(Data drawn from a dataset)
::::

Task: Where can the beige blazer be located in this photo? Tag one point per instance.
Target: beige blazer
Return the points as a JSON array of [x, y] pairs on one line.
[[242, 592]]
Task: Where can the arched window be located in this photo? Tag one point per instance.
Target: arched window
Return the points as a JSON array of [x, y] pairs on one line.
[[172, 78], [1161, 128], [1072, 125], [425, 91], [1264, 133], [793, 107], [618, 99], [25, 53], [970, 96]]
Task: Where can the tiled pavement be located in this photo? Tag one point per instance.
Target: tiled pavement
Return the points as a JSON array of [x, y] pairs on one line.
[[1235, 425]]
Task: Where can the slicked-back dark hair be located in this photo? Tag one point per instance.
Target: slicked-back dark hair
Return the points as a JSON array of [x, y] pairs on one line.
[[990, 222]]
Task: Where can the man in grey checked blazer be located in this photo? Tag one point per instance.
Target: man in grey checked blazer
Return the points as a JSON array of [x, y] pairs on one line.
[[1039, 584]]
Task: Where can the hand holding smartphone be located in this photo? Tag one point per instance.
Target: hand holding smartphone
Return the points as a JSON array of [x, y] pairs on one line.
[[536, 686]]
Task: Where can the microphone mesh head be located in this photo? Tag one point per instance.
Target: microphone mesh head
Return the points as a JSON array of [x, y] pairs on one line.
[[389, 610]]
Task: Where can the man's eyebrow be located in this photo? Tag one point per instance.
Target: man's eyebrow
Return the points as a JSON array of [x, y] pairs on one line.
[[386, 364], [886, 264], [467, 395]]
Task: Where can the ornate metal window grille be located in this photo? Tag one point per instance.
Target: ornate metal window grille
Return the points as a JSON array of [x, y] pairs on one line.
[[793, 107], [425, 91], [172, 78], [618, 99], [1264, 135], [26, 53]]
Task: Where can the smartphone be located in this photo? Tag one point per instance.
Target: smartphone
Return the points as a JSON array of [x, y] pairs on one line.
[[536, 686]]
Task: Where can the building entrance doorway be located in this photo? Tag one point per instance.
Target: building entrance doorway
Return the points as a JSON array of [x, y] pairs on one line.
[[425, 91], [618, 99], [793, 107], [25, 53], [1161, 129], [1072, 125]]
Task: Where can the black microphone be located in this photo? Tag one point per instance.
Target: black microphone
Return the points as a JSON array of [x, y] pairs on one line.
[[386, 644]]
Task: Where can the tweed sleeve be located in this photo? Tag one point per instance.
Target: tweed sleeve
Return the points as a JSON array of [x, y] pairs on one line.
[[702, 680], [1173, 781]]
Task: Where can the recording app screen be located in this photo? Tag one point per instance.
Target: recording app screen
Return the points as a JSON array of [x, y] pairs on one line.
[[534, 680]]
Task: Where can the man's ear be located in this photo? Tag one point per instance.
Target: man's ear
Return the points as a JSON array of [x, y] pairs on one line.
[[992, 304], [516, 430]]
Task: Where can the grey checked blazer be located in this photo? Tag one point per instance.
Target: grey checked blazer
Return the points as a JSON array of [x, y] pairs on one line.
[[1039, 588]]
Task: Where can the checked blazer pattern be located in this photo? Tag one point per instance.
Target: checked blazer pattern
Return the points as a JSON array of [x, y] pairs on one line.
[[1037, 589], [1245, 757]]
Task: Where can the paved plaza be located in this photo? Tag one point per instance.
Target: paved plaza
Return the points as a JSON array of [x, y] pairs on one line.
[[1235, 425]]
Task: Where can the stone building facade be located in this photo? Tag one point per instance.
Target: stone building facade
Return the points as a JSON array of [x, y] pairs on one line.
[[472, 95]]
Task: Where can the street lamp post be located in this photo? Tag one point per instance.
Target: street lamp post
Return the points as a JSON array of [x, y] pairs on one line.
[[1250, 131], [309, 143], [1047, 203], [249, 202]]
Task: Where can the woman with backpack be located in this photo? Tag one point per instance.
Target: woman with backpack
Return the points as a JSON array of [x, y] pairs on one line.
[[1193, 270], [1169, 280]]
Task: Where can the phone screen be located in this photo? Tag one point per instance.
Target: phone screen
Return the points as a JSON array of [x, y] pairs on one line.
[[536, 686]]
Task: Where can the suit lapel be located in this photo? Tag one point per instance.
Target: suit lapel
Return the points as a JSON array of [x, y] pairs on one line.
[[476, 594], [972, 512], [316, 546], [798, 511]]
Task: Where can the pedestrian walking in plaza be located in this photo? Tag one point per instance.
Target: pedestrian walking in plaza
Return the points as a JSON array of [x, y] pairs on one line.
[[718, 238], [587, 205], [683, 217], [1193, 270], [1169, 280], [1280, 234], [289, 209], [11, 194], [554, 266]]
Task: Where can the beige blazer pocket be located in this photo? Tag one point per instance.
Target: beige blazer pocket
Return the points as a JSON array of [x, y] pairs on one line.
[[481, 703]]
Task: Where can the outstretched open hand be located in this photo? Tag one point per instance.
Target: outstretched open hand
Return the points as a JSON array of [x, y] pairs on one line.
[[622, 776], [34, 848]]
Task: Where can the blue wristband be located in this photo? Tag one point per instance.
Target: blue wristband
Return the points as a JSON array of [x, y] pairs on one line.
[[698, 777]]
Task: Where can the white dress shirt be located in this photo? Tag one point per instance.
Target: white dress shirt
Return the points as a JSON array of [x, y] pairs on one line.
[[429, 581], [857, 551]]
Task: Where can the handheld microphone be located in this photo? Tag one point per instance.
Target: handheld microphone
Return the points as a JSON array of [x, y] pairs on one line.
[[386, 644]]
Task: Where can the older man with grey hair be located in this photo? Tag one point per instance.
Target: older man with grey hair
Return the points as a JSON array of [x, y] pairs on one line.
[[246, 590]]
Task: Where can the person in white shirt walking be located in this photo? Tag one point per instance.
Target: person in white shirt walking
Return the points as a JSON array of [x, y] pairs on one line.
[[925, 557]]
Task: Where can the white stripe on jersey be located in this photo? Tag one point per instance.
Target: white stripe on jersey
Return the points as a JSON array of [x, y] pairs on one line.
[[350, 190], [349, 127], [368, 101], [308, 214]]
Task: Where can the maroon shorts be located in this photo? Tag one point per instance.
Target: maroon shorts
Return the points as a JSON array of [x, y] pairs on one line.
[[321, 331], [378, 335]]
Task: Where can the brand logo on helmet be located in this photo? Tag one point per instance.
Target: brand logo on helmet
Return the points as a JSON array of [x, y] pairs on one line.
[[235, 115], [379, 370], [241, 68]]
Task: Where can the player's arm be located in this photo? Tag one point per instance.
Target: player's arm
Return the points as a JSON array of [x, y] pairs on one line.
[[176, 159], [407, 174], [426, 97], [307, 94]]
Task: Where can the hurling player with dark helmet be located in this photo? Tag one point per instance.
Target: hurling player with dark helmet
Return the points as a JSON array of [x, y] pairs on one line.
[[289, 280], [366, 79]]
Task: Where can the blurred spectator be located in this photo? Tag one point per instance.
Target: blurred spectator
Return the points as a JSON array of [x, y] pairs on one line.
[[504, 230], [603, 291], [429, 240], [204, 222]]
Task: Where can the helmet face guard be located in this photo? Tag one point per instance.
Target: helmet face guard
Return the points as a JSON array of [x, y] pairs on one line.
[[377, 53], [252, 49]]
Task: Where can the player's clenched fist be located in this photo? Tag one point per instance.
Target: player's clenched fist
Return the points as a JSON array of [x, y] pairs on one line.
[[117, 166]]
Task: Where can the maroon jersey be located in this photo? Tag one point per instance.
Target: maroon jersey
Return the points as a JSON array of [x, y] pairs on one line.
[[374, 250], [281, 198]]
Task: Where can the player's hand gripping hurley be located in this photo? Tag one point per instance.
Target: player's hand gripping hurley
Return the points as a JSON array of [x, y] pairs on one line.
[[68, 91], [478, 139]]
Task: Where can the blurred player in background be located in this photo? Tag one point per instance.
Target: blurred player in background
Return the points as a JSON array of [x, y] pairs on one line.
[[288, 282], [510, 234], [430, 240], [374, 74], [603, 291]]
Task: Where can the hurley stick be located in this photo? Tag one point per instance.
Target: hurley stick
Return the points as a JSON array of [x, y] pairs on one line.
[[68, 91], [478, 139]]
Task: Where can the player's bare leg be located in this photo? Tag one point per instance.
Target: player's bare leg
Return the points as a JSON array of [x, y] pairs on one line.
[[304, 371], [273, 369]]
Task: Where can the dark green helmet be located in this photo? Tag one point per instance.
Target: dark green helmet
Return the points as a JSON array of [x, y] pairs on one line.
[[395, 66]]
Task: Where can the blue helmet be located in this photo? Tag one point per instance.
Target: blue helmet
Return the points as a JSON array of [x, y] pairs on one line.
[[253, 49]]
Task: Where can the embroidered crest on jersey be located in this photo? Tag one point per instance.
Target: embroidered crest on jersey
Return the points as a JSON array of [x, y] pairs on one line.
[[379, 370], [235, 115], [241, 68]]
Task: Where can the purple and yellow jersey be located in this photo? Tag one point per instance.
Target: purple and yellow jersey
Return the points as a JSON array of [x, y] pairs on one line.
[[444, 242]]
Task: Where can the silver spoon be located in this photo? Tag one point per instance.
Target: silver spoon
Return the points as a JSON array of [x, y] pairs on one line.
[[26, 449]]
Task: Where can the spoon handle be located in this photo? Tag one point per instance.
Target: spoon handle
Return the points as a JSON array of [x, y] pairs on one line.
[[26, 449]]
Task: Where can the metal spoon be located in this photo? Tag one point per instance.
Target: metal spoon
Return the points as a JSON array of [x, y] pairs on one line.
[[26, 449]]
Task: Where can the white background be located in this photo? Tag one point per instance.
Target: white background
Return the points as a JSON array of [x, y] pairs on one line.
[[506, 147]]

::::

Write out the lines of the data from the line containing "Task: Where can the maroon shorts" through the line containing "[[289, 280], [366, 79]]" as a numbered list, skipping any blank lines.

# [Answer to this problem]
1. Task: Where can the maroon shorts be located in this photo? Tag one point per instance.
2. Target: maroon shorts
3. Return the points as a JSON array of [x, y] pairs on one line.
4. [[321, 331], [378, 335]]
5. Task: Where can the brand logo on helmet be located in this photo? Tag one point per instance.
6. Target: brand logo on helmet
7. Return the points as a JSON array of [x, y] pairs on one line.
8. [[235, 115], [379, 370], [241, 68]]
9. Task: Where can the player's arm be located in this photo? Tag one point per instance.
10. Target: player's arm
11. Return the points as a JSON array of [x, y] pairs on one line.
12. [[176, 159], [407, 174], [426, 97], [307, 94]]
13. Task: Where can the hurling player with dark helmet be located in this photo? Tag one point per instance.
14. Target: hurling player with dark helmet
15. Return the points as a JSON array of [x, y] pairs on one line.
16. [[289, 280], [366, 79]]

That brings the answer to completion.